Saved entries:
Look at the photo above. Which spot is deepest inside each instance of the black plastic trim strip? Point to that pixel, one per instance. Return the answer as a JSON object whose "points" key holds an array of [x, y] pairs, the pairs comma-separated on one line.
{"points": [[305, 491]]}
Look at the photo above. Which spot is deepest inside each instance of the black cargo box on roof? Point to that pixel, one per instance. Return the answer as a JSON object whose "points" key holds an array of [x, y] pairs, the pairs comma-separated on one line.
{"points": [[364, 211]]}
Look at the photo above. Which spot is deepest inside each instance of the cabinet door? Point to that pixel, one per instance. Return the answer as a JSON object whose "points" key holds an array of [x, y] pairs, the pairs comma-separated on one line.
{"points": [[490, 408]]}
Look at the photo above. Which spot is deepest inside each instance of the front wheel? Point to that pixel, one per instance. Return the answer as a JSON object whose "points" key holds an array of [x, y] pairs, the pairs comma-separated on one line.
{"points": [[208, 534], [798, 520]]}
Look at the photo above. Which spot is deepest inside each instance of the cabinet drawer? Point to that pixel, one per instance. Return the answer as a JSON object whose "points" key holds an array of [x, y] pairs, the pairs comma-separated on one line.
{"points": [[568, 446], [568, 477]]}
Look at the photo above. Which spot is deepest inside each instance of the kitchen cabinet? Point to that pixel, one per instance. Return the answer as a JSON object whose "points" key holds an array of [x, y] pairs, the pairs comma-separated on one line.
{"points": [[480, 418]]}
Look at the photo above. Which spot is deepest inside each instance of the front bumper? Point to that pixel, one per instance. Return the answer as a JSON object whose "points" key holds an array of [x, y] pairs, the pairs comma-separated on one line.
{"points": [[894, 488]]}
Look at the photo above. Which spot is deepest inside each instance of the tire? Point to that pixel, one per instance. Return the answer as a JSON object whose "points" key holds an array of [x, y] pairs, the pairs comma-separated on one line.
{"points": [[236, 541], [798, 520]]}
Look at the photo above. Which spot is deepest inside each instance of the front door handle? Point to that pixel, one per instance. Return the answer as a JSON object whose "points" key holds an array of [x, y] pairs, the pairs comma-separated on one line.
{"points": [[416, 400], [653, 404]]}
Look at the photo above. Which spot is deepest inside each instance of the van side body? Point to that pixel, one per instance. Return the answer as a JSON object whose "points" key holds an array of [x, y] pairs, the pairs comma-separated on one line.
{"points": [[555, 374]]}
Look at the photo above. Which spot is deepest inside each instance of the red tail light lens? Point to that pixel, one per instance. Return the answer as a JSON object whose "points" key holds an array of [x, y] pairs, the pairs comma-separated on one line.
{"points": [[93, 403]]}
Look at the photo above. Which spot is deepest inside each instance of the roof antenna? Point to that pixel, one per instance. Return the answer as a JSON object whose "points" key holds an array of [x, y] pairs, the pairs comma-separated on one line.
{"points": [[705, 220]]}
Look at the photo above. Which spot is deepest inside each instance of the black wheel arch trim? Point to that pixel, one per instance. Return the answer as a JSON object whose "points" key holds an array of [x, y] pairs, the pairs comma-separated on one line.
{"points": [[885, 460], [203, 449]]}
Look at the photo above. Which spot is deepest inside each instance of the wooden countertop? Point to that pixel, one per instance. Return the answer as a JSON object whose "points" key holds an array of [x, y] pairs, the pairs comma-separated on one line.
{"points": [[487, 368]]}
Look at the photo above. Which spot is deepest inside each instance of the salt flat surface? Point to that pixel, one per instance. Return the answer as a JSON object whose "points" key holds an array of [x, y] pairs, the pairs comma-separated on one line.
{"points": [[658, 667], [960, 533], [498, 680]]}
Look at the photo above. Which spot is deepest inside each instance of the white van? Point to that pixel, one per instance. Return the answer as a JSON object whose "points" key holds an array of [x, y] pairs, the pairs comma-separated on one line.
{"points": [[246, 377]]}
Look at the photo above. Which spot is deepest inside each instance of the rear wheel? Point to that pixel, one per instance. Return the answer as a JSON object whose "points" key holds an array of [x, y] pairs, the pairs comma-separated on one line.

- [Your assignment] Please make an exact copy of the entries, down to the last character.

- [Your response]
Look at the photo above. Which spot is deepest inside each instance of the black plastic trim strip? Point to that pixel, one per instance. Return the answer as a JSON object whose "points" key holds an array of [x, y] pairs, the pairs comma-separated on one line.
{"points": [[305, 491]]}
Look at the photo above. Which spot is deepest inside each instance of the black cargo box on roof? Point to that pixel, one per instance. Return the answer as a JSON object whose "points" key holds an array of [x, y] pairs, the pairs comma-separated on one line.
{"points": [[364, 211]]}
Look at the photo above. Which spot is deepest inside each instance of the cabinet door? Point to that pixel, one per instance. Return the answer as a JSON object whose "points" key holds an array of [x, y] pairs, the pairs comma-separated on one line.
{"points": [[490, 408]]}
Look at the photo above. Which spot is deepest inside each instance of the front wheel? Point to that pixel, one per instance. Return the answer as a JSON object whose "points" key holds an array of [x, y] pairs, the pairs comma-separated on one line.
{"points": [[208, 534], [798, 520]]}
Look at the photo above. Which spot is deepest inside each instance of the cabinet drawer? Point to that pixel, one per instance. Return the answer as a JSON object whose "points" key holds an array of [x, y] pairs, the pairs comma-separated on one line.
{"points": [[568, 446], [568, 477]]}
Look at the photo above. Which spot is deepest inside each instance of the kitchen cabinet? Point to that pixel, one per instance. Return the answer as a JSON object whose "points" key holds an array of [x, y] pairs, the pairs comma-separated on one line.
{"points": [[480, 418]]}
Look at the photo above. Which spot is deepest inside each instance of the front bumper? Point to that pixel, one per instance. Return the answer as a JSON object whose "points" key holds an array of [x, y] pairs, the pairs comma-separated on one line.
{"points": [[894, 488]]}
Look at the photo above. Which spot is deepest inside each instance of the tire? Point to that pixel, one per instance. Return the answer as a JSON object whose "points" key holds an array of [x, y] pairs, the pairs comma-separated on one line.
{"points": [[236, 541], [798, 520]]}
Look at the photo above. Which spot is deepest inside each instance of the front door handle? Point to that pixel, one per instance. Return the answer as a JSON object whose "points" key holds an array of [x, y] pairs, the pairs comma-separated on one line.
{"points": [[416, 400], [653, 404]]}
Look at the photo above. Which spot is deepest inside each instance of the van side body? Point to that pixel, one per instance. Return the answer as a JSON object whose "points" key holds an array of [x, y] pairs, the pairs comma-separated on one line.
{"points": [[555, 374]]}
Look at the photo above. Which spot is deepest inside each instance of the red tail light lens? Point to that pixel, one per instance. Return the answer as a JSON object whose "points" key holds an array of [x, y] pairs, the pairs comma-separated on one line.
{"points": [[93, 403]]}
Look at the photo above. Which spot is deepest inside each instance of the roof antenna? Point to that pixel, one per instance. Return the answer as a JSON object whose "points" key holds an array of [x, y] pairs, the pairs comma-separated on one line.
{"points": [[705, 220]]}
Look at the photo above. Which spot is deepest inside each instance of the black wheel arch trim? Point to that pixel, one per instance. Return the answer as a JSON object whose "points" key holds an array of [x, y] pairs, the pairs comma-separated on one line.
{"points": [[885, 460], [203, 449]]}
Look at the photo above. Which spot is deepest inside each instance of the wooden countertop? Point to that pixel, one per instance. Return the answer as a JSON object whose "points" key holds an array of [x, y] pairs, the pairs comma-separated on one line.
{"points": [[487, 368]]}
Look at the photo above. Which spot is deepest inside each instance of the salt flat surface? Point to that pixel, one per instance. Return the answer as a JSON object whose "points" key holds an array of [x, y] pairs, the pairs comma-separated on one line.
{"points": [[658, 667], [960, 533], [498, 680]]}
Look at the photo above. Which spot is deepest inside each instance of the white van? Point to that pixel, one per instance. Return the answer as a JSON object whose "points" key holds an array of [x, y] pairs, the pairs comma-separated on one line.
{"points": [[246, 377]]}
Look at the photo above. Which spot is deepest inside each instance of the rear wheel? Point to that pixel, one per instance. Return the answer as a JSON object whose "points" key holds an array of [x, y] pairs, the pairs comma-separated on one line.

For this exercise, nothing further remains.